(Dataset entries)
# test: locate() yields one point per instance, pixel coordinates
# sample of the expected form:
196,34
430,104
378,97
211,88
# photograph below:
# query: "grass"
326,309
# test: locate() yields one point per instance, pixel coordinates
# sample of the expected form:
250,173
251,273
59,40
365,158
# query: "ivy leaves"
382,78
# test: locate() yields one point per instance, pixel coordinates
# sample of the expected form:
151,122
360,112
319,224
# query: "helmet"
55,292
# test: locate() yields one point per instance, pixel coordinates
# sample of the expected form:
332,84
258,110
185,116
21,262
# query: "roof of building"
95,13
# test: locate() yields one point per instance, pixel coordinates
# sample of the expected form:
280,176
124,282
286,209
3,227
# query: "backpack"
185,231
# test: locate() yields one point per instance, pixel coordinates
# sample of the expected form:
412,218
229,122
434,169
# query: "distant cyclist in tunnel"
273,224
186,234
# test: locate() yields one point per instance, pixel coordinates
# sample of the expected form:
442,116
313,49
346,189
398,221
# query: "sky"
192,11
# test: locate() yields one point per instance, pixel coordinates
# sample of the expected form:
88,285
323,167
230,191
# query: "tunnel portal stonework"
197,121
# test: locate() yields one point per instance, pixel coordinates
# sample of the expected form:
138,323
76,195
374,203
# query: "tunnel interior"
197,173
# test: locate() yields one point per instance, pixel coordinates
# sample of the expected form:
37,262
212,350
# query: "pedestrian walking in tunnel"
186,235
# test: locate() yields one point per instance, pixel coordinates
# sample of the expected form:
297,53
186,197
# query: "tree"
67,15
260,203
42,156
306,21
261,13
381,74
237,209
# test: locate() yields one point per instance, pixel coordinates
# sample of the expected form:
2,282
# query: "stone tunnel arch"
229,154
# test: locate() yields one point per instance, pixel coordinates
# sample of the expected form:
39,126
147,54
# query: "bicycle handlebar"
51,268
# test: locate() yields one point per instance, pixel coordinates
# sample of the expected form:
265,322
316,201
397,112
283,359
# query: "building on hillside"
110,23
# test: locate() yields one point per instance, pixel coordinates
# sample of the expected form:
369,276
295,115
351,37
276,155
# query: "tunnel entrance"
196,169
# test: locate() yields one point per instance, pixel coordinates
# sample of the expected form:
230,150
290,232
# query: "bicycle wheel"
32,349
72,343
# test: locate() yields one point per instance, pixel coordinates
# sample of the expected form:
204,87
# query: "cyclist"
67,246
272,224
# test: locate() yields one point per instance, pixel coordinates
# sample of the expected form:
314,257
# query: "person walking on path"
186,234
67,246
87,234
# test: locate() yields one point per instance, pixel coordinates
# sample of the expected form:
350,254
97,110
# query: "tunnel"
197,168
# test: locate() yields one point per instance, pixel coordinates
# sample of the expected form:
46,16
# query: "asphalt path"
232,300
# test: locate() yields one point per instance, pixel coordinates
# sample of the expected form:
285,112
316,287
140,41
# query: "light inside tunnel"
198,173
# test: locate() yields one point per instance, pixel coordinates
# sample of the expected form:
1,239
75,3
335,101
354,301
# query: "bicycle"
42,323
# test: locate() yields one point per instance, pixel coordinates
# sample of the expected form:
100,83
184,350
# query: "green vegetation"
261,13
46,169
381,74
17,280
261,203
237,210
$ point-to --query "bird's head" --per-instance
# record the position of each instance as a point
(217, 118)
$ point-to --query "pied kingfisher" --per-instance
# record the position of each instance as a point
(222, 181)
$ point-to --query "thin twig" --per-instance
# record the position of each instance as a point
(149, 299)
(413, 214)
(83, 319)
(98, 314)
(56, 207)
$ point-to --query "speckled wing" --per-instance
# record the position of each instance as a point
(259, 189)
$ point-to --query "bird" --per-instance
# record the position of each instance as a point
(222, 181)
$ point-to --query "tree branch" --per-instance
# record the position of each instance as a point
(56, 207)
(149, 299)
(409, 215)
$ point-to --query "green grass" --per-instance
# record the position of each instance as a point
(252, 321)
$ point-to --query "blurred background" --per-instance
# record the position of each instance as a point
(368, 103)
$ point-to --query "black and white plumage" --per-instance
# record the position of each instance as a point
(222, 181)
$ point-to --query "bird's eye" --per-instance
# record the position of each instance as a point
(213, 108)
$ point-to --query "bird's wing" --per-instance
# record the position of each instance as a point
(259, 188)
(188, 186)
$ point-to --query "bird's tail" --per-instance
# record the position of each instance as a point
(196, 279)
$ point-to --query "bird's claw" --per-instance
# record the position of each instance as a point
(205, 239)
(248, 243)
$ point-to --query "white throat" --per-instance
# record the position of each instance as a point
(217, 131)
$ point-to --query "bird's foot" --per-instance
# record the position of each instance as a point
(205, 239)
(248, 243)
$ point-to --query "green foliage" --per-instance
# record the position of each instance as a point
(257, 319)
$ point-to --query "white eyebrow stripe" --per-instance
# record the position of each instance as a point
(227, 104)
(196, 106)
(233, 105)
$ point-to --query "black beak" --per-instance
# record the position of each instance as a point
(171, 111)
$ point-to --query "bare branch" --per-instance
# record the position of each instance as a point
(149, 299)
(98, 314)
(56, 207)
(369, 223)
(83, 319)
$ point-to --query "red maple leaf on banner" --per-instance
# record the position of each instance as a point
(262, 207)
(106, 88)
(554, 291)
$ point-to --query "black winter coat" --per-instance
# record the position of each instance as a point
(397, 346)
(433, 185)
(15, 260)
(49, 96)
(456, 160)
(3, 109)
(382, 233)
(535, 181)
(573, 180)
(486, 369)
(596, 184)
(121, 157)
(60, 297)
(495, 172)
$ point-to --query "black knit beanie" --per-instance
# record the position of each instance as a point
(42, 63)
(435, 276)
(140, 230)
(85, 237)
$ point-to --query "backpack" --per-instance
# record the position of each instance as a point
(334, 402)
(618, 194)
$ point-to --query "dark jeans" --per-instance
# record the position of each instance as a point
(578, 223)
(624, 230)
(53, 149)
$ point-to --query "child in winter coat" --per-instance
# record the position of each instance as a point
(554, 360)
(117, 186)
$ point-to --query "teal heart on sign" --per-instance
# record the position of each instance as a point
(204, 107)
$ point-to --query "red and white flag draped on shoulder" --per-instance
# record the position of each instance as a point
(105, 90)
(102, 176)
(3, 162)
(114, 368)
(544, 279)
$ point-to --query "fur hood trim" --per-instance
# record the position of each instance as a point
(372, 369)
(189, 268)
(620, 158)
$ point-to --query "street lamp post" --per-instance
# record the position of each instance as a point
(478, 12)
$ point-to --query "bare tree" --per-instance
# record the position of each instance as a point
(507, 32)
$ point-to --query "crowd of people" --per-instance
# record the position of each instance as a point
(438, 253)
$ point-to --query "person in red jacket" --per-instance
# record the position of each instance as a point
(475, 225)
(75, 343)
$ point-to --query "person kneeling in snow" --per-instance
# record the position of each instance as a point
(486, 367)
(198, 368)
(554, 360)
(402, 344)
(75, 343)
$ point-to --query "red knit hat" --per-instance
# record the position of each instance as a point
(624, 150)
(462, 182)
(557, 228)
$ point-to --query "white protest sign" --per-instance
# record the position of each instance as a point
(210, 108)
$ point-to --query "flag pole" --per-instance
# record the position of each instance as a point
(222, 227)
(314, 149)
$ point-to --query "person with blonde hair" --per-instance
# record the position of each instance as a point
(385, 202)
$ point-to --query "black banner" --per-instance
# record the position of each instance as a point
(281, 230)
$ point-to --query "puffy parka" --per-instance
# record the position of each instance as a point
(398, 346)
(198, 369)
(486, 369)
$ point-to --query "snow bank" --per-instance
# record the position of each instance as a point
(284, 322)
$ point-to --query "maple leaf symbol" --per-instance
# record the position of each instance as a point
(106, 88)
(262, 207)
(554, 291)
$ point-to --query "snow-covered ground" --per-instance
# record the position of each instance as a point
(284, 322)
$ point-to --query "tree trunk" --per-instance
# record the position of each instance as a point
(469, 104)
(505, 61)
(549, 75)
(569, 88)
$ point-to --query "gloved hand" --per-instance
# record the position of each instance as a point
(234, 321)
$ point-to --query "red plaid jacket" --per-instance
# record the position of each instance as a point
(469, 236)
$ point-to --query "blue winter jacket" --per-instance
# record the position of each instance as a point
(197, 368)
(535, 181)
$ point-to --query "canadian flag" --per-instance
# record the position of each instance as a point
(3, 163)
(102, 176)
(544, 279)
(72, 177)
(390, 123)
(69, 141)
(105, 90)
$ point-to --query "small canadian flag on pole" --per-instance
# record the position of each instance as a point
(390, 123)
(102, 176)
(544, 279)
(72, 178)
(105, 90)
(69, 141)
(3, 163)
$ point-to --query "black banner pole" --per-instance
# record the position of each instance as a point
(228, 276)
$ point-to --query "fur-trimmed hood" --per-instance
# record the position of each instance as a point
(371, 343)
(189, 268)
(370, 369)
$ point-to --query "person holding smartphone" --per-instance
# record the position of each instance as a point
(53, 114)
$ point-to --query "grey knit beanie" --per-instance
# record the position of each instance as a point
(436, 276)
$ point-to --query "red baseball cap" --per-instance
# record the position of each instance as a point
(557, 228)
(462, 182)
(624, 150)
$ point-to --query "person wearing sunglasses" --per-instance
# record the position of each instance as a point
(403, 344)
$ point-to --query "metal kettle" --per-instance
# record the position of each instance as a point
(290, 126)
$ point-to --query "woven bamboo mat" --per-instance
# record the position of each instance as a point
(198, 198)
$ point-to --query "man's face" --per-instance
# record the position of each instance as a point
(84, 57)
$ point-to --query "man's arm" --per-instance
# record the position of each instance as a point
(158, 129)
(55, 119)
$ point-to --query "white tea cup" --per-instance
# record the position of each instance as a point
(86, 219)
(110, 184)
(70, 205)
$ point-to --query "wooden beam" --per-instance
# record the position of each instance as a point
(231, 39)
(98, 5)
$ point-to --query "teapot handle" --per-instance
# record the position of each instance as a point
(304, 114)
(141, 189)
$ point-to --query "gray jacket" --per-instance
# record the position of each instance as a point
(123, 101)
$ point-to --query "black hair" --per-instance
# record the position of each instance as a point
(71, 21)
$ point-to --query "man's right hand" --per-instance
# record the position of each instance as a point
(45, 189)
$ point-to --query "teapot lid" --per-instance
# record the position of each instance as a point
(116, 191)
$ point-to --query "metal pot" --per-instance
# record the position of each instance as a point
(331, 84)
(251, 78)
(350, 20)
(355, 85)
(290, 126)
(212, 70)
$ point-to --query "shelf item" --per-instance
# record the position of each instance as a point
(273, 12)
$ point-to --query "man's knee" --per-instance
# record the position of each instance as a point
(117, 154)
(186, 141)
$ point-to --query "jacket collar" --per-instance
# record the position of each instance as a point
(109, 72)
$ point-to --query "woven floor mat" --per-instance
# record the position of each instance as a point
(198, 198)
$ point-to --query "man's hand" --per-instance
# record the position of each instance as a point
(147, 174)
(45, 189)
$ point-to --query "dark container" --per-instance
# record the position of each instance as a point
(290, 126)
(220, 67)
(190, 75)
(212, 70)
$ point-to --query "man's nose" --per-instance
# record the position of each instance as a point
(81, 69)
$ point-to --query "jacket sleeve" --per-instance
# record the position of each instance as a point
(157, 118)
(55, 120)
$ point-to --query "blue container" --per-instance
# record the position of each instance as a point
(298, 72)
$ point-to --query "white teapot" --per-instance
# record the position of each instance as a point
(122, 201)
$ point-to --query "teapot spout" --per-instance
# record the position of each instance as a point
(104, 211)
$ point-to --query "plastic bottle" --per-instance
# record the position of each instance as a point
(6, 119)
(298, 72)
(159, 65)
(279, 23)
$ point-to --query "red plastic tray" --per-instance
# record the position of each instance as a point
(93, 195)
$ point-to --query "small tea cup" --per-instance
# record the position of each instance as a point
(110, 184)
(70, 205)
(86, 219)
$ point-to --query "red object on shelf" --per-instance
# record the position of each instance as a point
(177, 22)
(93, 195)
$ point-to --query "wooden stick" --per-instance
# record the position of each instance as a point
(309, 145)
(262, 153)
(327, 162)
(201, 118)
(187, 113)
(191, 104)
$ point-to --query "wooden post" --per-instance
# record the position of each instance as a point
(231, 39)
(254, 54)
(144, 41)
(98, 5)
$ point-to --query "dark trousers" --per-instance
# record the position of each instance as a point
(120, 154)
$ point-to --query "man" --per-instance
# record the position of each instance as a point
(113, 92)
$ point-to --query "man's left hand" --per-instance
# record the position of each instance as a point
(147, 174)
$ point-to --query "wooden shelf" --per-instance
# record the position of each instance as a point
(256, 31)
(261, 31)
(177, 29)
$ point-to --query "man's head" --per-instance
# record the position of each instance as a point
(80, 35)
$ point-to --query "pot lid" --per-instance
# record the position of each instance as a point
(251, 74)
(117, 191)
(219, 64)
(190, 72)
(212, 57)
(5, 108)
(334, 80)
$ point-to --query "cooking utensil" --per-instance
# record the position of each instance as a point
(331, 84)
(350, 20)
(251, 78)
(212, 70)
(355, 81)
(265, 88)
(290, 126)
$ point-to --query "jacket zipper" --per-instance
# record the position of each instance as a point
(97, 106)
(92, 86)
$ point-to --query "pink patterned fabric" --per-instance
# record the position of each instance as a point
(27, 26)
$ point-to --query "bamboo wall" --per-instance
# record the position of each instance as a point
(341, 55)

What is expected:
What is wanted is the number of lines holding "branch" in the entries. Nothing else should be given.

Solution to this exercise:
2